DATA FOR THIS TASK Block Start

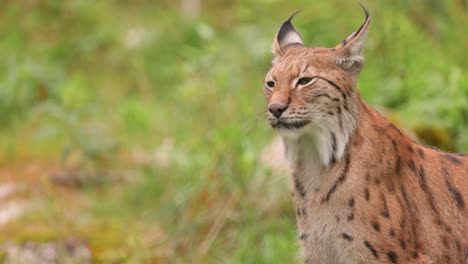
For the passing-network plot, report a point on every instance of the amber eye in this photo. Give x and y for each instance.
(271, 84)
(304, 80)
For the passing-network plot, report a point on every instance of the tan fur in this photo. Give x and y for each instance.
(364, 191)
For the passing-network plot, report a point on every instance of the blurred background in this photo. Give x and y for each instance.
(133, 131)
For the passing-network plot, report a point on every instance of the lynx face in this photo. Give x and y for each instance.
(364, 191)
(311, 91)
(301, 97)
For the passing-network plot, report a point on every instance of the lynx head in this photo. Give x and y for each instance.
(312, 91)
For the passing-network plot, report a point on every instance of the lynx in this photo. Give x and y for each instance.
(364, 191)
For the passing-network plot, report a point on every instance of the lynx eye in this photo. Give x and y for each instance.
(305, 81)
(270, 84)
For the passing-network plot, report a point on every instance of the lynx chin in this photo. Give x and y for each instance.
(364, 191)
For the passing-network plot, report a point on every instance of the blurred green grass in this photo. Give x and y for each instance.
(160, 116)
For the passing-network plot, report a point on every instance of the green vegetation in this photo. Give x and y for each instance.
(144, 127)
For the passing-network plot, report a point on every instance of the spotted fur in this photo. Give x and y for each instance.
(365, 192)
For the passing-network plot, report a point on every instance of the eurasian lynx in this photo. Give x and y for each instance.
(364, 191)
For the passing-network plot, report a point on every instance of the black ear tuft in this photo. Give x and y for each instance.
(287, 35)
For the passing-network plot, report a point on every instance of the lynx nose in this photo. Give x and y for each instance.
(277, 109)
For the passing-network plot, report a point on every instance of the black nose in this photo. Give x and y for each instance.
(277, 109)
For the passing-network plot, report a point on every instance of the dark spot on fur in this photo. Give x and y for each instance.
(455, 193)
(395, 146)
(376, 226)
(421, 153)
(347, 237)
(372, 249)
(385, 212)
(454, 160)
(393, 257)
(339, 181)
(299, 187)
(366, 194)
(412, 166)
(402, 244)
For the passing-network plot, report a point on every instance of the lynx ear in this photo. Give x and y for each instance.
(286, 36)
(349, 50)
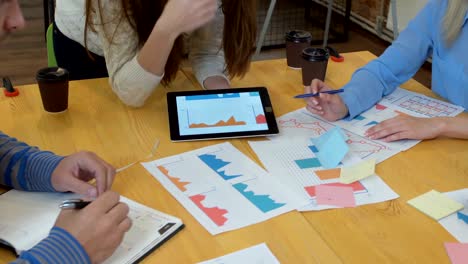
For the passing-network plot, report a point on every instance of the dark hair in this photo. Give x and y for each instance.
(239, 37)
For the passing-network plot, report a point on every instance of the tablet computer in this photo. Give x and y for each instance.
(226, 113)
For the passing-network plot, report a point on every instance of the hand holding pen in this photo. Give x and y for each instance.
(99, 227)
(307, 95)
(323, 101)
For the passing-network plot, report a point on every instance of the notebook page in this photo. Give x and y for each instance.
(31, 215)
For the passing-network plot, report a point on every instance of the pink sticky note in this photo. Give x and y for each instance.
(342, 196)
(458, 252)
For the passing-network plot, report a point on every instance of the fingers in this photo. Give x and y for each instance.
(118, 213)
(315, 110)
(102, 171)
(388, 130)
(104, 203)
(81, 187)
(125, 225)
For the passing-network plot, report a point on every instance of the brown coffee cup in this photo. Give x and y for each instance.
(53, 86)
(296, 42)
(314, 64)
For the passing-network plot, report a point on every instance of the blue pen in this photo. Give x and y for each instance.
(315, 94)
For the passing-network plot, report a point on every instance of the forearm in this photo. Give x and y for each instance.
(58, 247)
(206, 52)
(454, 127)
(155, 52)
(24, 167)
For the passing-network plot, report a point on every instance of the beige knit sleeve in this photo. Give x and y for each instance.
(206, 54)
(119, 42)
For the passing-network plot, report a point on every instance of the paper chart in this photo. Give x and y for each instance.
(221, 187)
(285, 162)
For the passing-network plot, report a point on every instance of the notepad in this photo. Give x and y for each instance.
(435, 204)
(357, 172)
(31, 215)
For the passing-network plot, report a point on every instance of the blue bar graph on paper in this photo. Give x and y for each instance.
(308, 163)
(216, 164)
(211, 96)
(262, 202)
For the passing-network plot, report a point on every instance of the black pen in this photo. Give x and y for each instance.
(74, 204)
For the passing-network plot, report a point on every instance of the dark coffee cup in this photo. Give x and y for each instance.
(53, 86)
(314, 64)
(296, 42)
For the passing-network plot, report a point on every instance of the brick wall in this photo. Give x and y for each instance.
(369, 9)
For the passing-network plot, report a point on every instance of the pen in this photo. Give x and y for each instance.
(315, 94)
(74, 204)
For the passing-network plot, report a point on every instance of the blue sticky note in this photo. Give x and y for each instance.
(332, 148)
(463, 217)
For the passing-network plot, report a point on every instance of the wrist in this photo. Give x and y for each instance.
(163, 30)
(441, 125)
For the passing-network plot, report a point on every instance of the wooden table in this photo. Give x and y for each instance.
(390, 232)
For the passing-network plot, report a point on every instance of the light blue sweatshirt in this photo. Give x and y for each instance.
(422, 39)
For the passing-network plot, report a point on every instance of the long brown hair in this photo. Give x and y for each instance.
(239, 37)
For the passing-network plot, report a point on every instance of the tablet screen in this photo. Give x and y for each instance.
(222, 113)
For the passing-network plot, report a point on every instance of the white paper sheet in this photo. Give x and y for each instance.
(259, 254)
(222, 188)
(455, 226)
(300, 126)
(279, 158)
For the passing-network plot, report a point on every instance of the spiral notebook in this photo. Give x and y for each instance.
(28, 217)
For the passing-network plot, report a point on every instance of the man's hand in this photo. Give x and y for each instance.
(75, 171)
(99, 227)
(329, 106)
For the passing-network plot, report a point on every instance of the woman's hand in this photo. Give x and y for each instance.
(182, 16)
(405, 127)
(329, 106)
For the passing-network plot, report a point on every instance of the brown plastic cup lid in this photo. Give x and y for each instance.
(315, 54)
(298, 36)
(52, 74)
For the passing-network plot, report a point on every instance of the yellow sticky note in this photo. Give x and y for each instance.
(357, 172)
(435, 204)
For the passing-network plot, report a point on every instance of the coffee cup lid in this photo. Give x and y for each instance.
(298, 36)
(315, 54)
(52, 73)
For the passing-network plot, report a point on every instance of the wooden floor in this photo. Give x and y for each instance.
(25, 52)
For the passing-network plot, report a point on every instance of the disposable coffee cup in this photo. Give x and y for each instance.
(314, 64)
(53, 86)
(296, 42)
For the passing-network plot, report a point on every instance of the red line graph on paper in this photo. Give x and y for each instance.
(362, 147)
(427, 106)
(316, 126)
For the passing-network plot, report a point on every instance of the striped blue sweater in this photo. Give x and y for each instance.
(27, 168)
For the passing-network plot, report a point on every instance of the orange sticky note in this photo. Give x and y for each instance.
(458, 252)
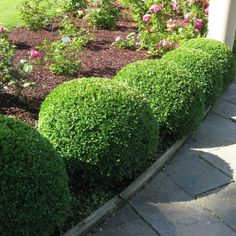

DATA FOR THIS TASK Block End

#### ACTIVITY
Transcribe all of the material exactly, leaving out whatever pictures it contains.

#### OUTPUT OF THE TASK
For the passing-network plot, report a point on every instance of the amber eye in this photo. Give x and y for each instance.
(271, 84)
(304, 80)
For the passing-network plot, report a point on every instance of the tan fur in this photo. Give x and y for each instance.
(364, 191)
For the passing-network plot, report a point on every instance of the blurred background in this photo. Give x and y for each instance.
(133, 131)
For the passing-network plot, report a point on every instance of the lynx face in this photo. Give x and y for each instance.
(364, 191)
(311, 91)
(301, 97)
For the passing-network plot, report a point on every instance of the lynx head in this photo. Give x and y for each instance.
(312, 91)
For the passing-network plot, report a point on every instance of the lynx in this photo. Give x and y for each instance.
(364, 191)
For the passing-network plot, report a point on every instance of the lynx eye in this photo. Give x and y for each instance.
(305, 81)
(270, 84)
For the passing-network plot, report a point on every instance of the lynx chin in this photo. Give x and y for each instance.
(364, 191)
For the passing-network plot, report a point on every instance of the blurred green grass in this photo. Give x and y for each instance.
(160, 116)
For the passing-network plot, report a point on every instance of the green vegetation in this photo. Give x and y for each instance.
(144, 127)
For the passing-network plot, report a point on every instance of the spotted fur in this photo. Give x and y for each instance.
(365, 192)
For the passing-network plot, report a point on every instance of the eurasian lynx in this photo. Give x and y for each instance.
(364, 191)
For the passing-network plot, report a point on every instance of the black ear tuft in this photo. Give x and y for each instance.
(287, 35)
For the passing-network plot, report a point on every instance of the lynx nose in this photo. Give x and y for each instance.
(277, 109)
For the passing-network plot, report a point on every instance of the black nose in this photo. Give x and y for each instance.
(277, 109)
For the passing-network plot, report a point on every instance of the dark spot on fur in this photo. Give x and y for each instance.
(455, 193)
(395, 146)
(376, 226)
(421, 153)
(347, 237)
(372, 249)
(385, 212)
(454, 160)
(393, 257)
(339, 181)
(299, 187)
(366, 194)
(412, 166)
(402, 244)
For the passing-network plot, report a point on every instance of the lynx ear in this photo. Give x and y for each instance.
(286, 36)
(349, 50)
For the passing-network plot, report a point on every instance of the dark hair in this photo. Give x and y for each instance.
(239, 37)
For the passing-network plot, report a point on every instance of the tablet computer in this photo. Give x and y for each instance.
(226, 113)
For the passing-network plot, report a point on every instance of the hand holding pen in this photo. Give x and y for each instance.
(99, 227)
(307, 95)
(323, 101)
For the passing-network plot, report a point on every instance of the notebook page in this photo. Give x and y for each instance.
(31, 215)
For the passing-network plot, report a point on every instance of the pink sticky note in this photo. Give x and y for each instance.
(342, 196)
(458, 252)
For the passing-network plot, report a point on every instance of the fingers in this photo. Give x and y for each instance.
(118, 213)
(315, 110)
(102, 171)
(388, 130)
(104, 203)
(81, 187)
(125, 225)
For the passing-network plot, report a point on every instance of the brown coffee cup in this photo. Give x and y for each instance.
(53, 86)
(296, 42)
(314, 64)
For the passing-network plot, report a point on every instance of the blue pen in this photo. Give x and y for each instance.
(315, 94)
For the passing-network plot, report a point on every instance of the forearm in this photo. Give x and y for each instance.
(58, 247)
(206, 52)
(454, 127)
(155, 52)
(24, 167)
For the passing-network plot, report a point on every instance of the beige knit sleeve in this photo. Give x and y for each instance.
(206, 54)
(119, 42)
For the passing-network plot, report a point on every instance of the paper chart in this photo. Give x and y for each instance.
(221, 187)
(285, 162)
For the passing-network plot, report a point on every instance of the notepad in this photo. Give x and y for each instance.
(435, 204)
(357, 172)
(31, 215)
For the passing-network plot, report a point on every instance of the blue bar graph on paper in this photo. Give x and y for each instance.
(308, 163)
(216, 164)
(211, 96)
(262, 202)
For the passing-network plot, report a point on every instance of the black pen in this photo. Give x and y for each instance.
(74, 204)
For the passing-network plot, report a point on every instance of the dark coffee cup in this photo. Give x and y for each instance.
(53, 86)
(314, 64)
(296, 42)
For the passing-network plot, report a point on every instance of the brick wall in this photo. Give x and y for each instance.
(369, 9)
For the passing-network plot, report a point on every instance of the pen in this photo. Give x and y for each instance.
(315, 94)
(74, 204)
For the passing-network plot, report a point on every instance of the blue sticky note in this photo. Give x and y for each instance.
(332, 148)
(463, 217)
For the passing-network plot, report a point on every instance of the wrist in this photo. Give x and y for each instance.
(163, 30)
(441, 125)
For the passing-network plot, report a point on every instance of the wooden table in this photo. Give x and y for each instance.
(390, 232)
For the passing-network plot, report a point on every instance of the light blue sweatshirt in this photo. Give x and y for each instance.
(422, 39)
For the passing-network plot, report a point on every instance of the long brown hair in this photo. Give x and y for each instance.
(239, 37)
For the passing-network plot, report a point on every instance of the tablet screen in this photo. Give x and y for each instance.
(222, 113)
For the passing-network plot, report a point on every instance of the white paper sheet in this photo. Give x and y for each instance.
(259, 254)
(222, 188)
(455, 226)
(300, 126)
(279, 158)
For the passing-network plot, report a point on every instance of the spiral notebook in this photo. Give x and y for each instance.
(28, 217)
For the passing-network plot, report a point on every instance of the man's hand in this photo. Give x and y for each instance.
(75, 171)
(99, 227)
(329, 106)
For the passing-network plot, report a point on every instance of the woman's hand in this photo. Give x and y for each instance.
(182, 16)
(405, 127)
(329, 106)
For the passing-network plot, report a point on every instance of the brown plastic cup lid in this photo. Give x and y for each instance.
(315, 54)
(298, 36)
(52, 74)
For the passing-network plot, report a point on every instance of the yellow sticky note in this photo. Give x and y for each instance.
(357, 172)
(435, 204)
For the passing-network plot, report a point on every instance of the coffee cup lid in this photo. Give x and y for each instance.
(298, 36)
(315, 54)
(52, 73)
For the passing-network plot, report a point on every instance of the wooden floor in this photo. Give x and y for each instance.
(25, 52)
For the passing-network plot, report a point on every instance of the disposable coffee cup in this photo. Give x and y for each instance.
(314, 64)
(53, 86)
(296, 42)
For the passing-network plot, report a point on every instance of the red line graph on paper in this photo. Give x and y for each instance.
(362, 147)
(427, 106)
(316, 126)
For the passing-network plot, report a point on every instance of the striped blue sweater in this photo. Give x and y for each instance.
(27, 168)
For the passing-network plot, report a point on every instance of the orange sticky note in this photo. Give x and y for each instance.
(458, 252)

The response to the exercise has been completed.